Entries shown:
==============================

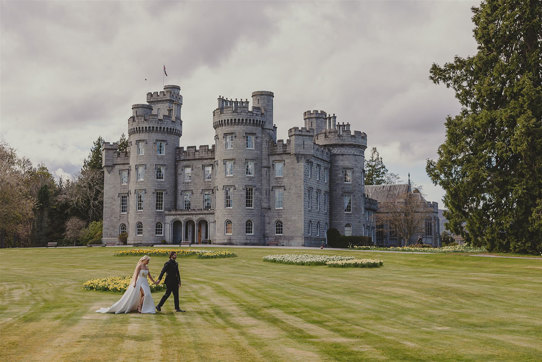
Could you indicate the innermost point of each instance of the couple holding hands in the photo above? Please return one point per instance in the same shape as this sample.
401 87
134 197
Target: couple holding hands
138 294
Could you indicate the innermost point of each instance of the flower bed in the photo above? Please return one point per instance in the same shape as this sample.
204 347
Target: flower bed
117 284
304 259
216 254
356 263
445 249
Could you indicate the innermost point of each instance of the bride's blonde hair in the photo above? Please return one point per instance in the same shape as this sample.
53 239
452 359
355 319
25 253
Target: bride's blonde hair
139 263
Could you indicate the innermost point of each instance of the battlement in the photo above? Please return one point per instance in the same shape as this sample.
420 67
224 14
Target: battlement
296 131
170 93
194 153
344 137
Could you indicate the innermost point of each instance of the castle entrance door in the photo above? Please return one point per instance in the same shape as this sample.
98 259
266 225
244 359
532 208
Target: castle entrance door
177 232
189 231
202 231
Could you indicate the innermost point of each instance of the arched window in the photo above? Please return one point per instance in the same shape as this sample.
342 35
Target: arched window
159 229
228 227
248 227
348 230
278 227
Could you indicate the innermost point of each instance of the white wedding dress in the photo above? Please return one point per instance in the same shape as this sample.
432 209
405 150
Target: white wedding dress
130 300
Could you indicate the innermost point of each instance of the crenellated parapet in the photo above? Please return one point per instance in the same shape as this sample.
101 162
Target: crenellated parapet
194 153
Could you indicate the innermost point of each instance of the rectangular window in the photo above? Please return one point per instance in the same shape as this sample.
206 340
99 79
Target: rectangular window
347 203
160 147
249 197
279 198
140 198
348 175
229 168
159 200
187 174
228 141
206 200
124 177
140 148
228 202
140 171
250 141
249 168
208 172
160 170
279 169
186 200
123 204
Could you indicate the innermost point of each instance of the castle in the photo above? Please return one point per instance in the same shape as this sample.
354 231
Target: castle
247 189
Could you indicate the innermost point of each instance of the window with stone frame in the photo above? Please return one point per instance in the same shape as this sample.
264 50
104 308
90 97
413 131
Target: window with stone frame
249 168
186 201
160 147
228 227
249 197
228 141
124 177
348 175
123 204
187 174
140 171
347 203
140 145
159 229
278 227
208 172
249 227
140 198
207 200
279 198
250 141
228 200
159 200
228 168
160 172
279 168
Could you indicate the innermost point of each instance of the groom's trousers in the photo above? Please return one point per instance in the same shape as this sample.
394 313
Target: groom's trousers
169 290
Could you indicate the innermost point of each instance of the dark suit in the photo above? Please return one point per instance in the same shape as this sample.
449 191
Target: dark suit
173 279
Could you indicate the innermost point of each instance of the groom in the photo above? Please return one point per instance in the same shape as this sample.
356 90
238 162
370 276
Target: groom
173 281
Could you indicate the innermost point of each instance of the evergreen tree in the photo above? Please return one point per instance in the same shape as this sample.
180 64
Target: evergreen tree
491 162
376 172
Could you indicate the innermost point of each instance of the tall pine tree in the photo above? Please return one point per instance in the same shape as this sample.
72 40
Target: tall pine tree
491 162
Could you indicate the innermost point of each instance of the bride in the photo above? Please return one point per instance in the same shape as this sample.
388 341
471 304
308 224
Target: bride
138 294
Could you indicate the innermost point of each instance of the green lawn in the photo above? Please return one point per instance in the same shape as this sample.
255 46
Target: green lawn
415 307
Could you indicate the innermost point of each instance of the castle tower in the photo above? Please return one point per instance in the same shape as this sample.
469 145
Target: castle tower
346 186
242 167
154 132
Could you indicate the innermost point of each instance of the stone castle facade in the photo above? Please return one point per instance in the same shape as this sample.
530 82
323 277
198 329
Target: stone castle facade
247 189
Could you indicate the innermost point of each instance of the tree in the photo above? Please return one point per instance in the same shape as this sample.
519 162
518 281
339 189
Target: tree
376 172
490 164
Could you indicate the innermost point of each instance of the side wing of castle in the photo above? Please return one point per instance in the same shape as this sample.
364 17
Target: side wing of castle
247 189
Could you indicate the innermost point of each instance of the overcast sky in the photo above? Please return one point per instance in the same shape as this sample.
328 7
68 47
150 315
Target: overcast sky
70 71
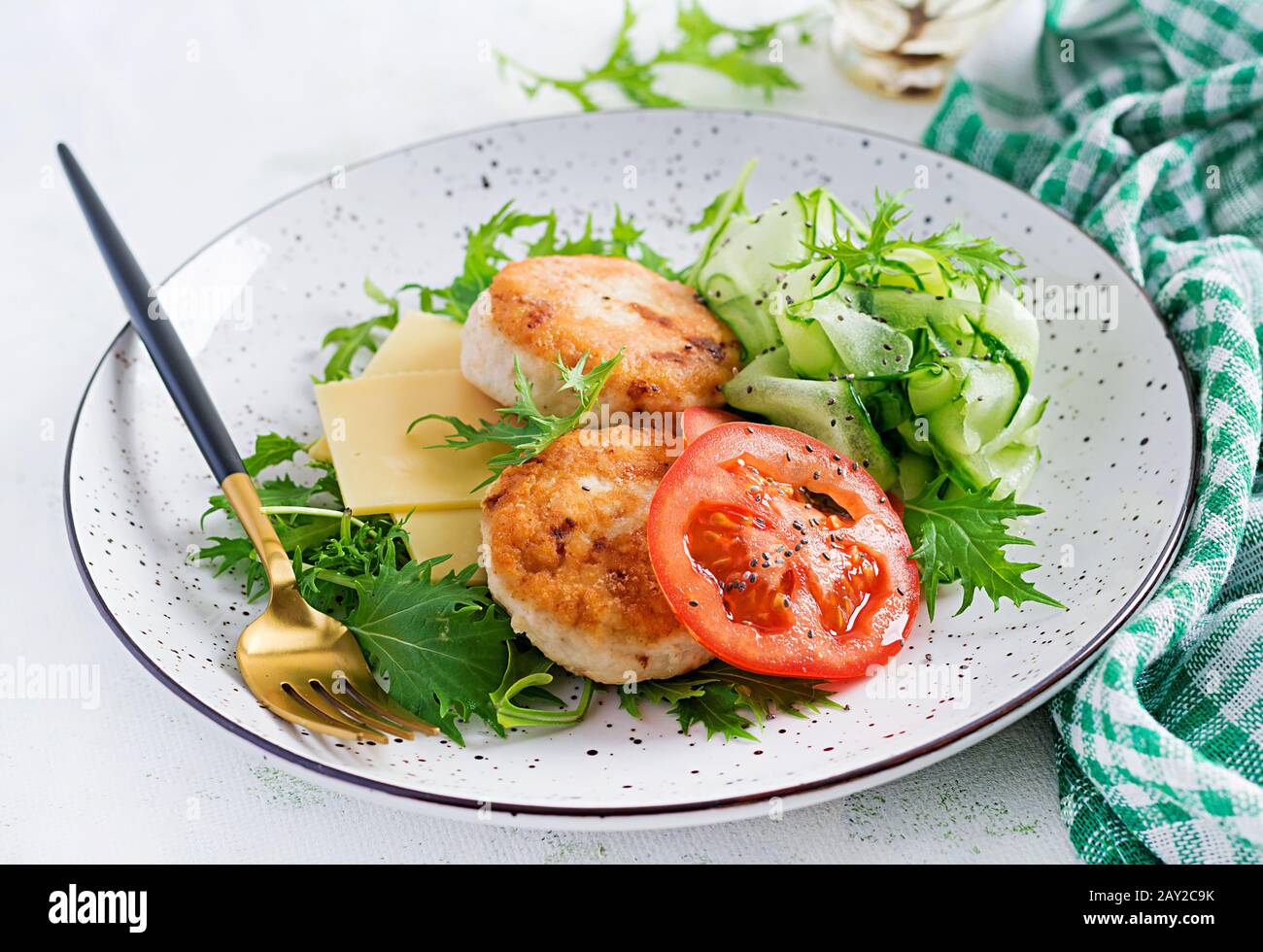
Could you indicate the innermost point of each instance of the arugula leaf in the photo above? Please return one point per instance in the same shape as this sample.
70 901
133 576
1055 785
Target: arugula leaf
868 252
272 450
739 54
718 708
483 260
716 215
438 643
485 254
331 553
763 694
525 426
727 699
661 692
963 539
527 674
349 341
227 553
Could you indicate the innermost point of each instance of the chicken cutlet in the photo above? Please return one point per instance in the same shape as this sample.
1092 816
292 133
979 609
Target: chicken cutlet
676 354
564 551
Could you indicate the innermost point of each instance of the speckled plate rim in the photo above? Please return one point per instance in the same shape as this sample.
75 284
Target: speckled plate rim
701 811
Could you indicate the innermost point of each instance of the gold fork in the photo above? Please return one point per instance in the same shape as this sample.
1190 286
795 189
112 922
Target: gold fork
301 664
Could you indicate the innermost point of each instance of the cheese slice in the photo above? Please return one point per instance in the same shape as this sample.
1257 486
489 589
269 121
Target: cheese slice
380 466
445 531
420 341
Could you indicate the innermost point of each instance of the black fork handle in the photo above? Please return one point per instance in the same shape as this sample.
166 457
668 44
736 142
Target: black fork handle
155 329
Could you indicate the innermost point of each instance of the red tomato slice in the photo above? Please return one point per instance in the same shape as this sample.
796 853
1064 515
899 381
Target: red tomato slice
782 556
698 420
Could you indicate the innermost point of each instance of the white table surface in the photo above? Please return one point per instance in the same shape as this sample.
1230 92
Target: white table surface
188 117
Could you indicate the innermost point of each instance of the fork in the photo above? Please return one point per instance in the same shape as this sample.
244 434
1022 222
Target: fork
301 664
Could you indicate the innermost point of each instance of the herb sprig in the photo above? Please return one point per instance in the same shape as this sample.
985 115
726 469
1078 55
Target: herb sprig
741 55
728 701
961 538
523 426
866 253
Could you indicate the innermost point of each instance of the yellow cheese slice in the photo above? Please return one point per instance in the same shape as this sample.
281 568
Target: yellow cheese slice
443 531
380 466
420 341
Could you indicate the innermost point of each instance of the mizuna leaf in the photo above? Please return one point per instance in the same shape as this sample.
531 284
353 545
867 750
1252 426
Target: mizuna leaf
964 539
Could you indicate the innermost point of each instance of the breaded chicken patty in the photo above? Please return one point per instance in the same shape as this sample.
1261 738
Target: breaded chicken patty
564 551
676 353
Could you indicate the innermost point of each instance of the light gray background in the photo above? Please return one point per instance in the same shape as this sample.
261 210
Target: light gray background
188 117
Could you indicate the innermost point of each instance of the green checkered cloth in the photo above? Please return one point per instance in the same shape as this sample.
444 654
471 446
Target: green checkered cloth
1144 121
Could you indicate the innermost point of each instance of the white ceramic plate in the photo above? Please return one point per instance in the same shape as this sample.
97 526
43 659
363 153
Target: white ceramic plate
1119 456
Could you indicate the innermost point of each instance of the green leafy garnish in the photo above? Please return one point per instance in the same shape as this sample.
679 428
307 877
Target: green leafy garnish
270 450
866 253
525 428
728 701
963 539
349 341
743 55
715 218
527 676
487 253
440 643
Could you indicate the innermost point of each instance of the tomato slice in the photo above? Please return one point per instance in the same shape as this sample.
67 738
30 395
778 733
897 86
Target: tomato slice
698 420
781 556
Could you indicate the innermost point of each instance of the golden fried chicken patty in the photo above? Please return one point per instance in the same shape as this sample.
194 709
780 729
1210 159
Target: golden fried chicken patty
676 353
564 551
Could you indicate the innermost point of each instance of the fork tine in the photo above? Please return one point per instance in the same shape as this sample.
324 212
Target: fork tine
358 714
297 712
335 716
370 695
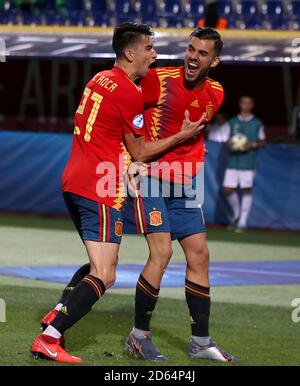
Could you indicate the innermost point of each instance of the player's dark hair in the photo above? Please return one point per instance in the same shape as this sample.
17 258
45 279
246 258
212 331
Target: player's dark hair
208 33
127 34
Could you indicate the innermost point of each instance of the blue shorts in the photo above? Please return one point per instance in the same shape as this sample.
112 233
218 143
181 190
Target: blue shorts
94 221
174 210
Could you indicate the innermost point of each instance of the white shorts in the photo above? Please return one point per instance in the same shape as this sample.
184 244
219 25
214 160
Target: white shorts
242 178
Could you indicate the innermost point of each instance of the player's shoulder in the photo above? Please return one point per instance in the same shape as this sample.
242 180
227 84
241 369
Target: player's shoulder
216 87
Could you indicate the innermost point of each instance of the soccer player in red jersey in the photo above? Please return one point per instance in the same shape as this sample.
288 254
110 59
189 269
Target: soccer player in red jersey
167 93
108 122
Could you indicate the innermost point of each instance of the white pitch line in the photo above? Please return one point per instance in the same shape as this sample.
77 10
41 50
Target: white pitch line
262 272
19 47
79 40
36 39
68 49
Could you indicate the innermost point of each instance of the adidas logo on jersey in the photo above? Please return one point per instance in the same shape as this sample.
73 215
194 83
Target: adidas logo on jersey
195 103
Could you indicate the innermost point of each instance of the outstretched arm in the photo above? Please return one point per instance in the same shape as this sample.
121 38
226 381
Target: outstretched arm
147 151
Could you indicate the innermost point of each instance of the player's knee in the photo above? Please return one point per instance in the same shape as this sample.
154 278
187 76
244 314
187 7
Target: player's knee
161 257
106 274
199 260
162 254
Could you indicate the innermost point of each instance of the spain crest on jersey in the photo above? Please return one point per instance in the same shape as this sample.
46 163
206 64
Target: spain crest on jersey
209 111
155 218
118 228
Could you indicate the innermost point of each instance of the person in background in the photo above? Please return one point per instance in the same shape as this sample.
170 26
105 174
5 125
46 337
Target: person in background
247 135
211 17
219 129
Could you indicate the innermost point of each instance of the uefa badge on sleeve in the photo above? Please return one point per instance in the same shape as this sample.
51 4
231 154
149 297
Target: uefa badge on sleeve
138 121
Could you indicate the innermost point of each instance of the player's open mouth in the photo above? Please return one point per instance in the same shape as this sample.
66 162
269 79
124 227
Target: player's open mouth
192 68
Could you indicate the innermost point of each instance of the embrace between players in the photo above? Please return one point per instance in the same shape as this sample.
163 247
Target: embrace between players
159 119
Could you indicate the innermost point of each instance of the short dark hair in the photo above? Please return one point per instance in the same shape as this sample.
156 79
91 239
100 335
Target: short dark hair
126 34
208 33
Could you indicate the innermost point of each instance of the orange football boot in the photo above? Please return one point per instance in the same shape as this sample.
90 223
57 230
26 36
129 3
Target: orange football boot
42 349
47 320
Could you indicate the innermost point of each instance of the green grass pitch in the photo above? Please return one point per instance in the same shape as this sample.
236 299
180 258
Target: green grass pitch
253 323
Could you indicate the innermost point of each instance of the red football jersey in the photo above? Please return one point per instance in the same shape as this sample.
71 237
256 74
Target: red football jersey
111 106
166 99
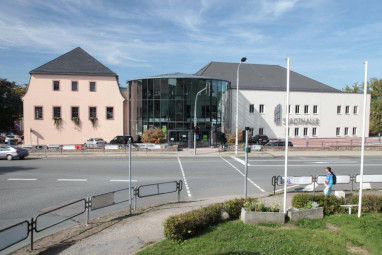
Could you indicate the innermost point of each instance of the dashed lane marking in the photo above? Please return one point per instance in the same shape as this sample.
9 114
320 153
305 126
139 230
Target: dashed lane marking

==============================

Exercise:
Which lines of the entries contain "dashed"? Count them and write only the number.

Solution below:
2